» **Exercise directions**
Please lay out the part of the data that opens with the line containing "Would you mind indicating the bronze" and runs through the end of the data as a numbered list, with blank lines left out.

» **Data for the task**
* Start *
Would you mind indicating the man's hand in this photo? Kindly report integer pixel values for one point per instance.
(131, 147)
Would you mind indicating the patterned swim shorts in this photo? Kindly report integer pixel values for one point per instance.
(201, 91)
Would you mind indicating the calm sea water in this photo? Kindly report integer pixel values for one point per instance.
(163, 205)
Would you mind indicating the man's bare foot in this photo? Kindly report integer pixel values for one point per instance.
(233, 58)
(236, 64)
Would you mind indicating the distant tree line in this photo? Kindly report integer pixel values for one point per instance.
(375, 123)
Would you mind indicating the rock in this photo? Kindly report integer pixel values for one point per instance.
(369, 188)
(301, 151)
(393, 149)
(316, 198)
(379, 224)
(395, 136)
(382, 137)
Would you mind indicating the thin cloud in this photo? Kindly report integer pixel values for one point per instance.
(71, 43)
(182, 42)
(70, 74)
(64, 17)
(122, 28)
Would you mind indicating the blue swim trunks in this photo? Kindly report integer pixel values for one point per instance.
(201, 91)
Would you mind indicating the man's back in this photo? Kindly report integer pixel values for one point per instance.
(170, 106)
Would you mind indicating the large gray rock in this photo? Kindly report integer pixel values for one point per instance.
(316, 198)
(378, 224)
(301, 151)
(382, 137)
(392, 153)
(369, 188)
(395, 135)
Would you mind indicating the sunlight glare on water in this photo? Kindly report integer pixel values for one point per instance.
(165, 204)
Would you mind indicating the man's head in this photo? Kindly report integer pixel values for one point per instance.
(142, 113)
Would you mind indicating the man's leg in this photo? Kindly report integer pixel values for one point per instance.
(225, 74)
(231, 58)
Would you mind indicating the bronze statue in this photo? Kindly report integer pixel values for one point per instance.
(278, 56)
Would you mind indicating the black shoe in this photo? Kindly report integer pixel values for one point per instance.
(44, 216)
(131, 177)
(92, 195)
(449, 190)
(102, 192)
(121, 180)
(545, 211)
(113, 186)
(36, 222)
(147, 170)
* End *
» **Written reply**
1. Would you mind indicating the bronze statue in this photo? Kindly report integer pixel values for one point per instance.
2. (278, 56)
3. Would you mind indicating the black shoe in this photo? Kindly report integer pixel values for one point per instance.
4. (44, 216)
5. (131, 177)
6. (92, 195)
7. (449, 190)
8. (102, 192)
9. (121, 180)
10. (545, 211)
11. (113, 186)
12. (36, 222)
13. (147, 170)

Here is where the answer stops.